----- Records for this task -----

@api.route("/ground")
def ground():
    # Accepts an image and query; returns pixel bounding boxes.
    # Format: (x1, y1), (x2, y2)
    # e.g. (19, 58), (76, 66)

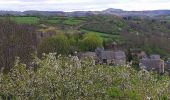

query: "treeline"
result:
(37, 33), (103, 56)
(0, 18), (36, 70)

-----

Problem: Copy every item above line for line, leaving out the pictures.

Result for this task:
@api.route("/ground")
def ground():
    # Accepts an image and query; returns pixel bounding boxes.
    # Format: (x1, y1), (x2, y2)
    # e.g. (19, 58), (76, 66)


query: "treeline"
result:
(37, 33), (103, 56)
(0, 18), (36, 70)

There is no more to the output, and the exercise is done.